• **GIVEN EXERCISE 1**
Gather every line of the listing below that contains the string "background" and copy each one out.

Note that a multiplexer is a special case in which it is not necessary for all input wires to have stable signals before the output is ready. See Figure 6 for an explanation.

For complex sequential components such as the PC, register file, and data memory in the computer designs of Chapter 7 of the course textbook, there will be setup time parameters.

For example, if tRFsetup = 20ps is specified for the register file, that means that a write to a GPR is reliable as long as these three things are true for at least 20ps in advance of an active clock edge:

•   RegWrite = 1;

•   the 5-bit WriteReg signal (which selects the destination GPR) is stable;

•   the 32-bit Result signal (which provides the bit pattern to be copied into the destination GPR) is stable.

To give another example, if tpcq = 30ps is specified for the PC, that means that the address input to the instruction memory is ready no later than 30ps after an active clock edge.

What to Do
Carefully review the timing analysis of Section 7.3.4 in the textbook, which finds a minimum clock period of 925ps for the single-cycle processor.

Note that the following assumptions have been made: (1) reading the register file (tRFread) takes longer than sign-extend and a mux combined (as stated in the textbook); (2) reading the register file (tRFread) takes longer than generating Control Unit outputs (assumed but not stated in the book). Please use those assumptions in completing this exercise.

It’s pretty clear that the lw instruction must be the one that puts a lower limit on the clock period, because lw has two memory-read delays, but all other instructions have only one. Nevertheless, it’s good exercise to determine minimum clock periods for other instructions.

Part I. Using the information in Table 7.6 on page 389 of the textbook, determine the minimum clock period for correct handling of R-type instructions.

Part II. Determine the minimum clock period for correct handling of beq instructions, using the information in textbook Table 7.6, and the following extra information:

element
tpd
adder
162ps
sign extend
35ps
shift left
20ps
and gate
18ps
Note that there are two paths to check: first, a path involving the register file, the ALU, and some other elements; second, a path involving two adders and some other elements.

What to Hand In
Nothing. You can check your work against a solution that will be posted by Tuesday morning, March 13.

Remarks
The results of Parts I and II will confirm that lw really does determine the overall minimum safe clock period. (We haven’t checked sw, but sw will clearly work if lw works.)

The clock period is constant—it is not practical for the clock to somehow change its period from one cycle to the next, depending on what kind of instruction is being executed.

Exercise C: Tracing instructions though a pipelined processor
Read This First
To learn how a pipelined processor works, it is helpful to trace bit patterns as they move through the pipeline registers.

• **THE DATA**
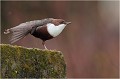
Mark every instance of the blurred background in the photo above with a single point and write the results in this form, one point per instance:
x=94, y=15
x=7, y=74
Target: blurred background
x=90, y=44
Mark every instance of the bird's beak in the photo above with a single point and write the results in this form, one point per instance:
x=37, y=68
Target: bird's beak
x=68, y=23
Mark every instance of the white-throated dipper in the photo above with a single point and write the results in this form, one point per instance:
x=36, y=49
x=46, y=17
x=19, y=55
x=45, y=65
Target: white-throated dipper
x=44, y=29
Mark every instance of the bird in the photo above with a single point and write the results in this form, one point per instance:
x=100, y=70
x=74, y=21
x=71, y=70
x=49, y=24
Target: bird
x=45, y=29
--
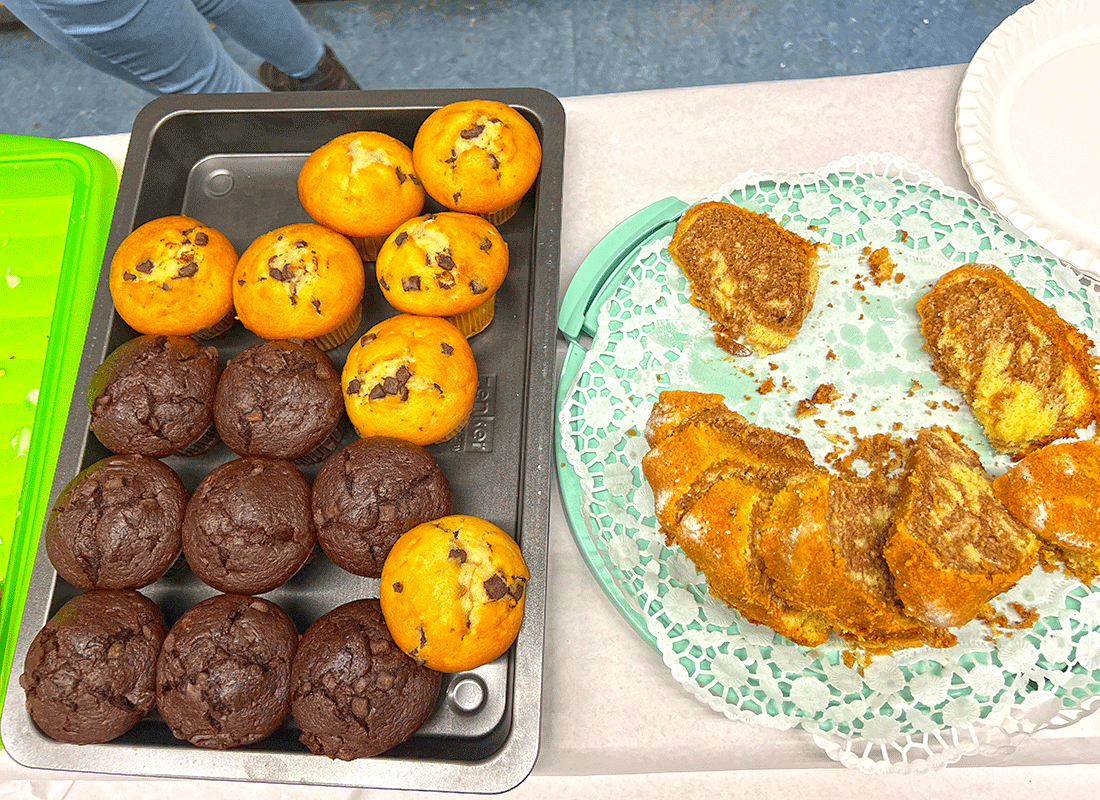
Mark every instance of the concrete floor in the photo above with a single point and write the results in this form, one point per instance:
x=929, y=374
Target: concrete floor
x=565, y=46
...
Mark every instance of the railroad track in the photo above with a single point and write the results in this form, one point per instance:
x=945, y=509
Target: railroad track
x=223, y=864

• **GIVEN EXERCISE 2**
Output the part of the processor timing passage above starting at "The clock period is" and ending at "is being executed.", copied word for word.

• **RESULT 1**
Mark every instance of the blurred background in the photo above with a single point and write the results in this form, one point per instance:
Target: blurred background

• **RESULT 2**
The clock period is constant—it is not practical for the clock to somehow change its period from one cycle to the next, depending on what kind of instruction is being executed.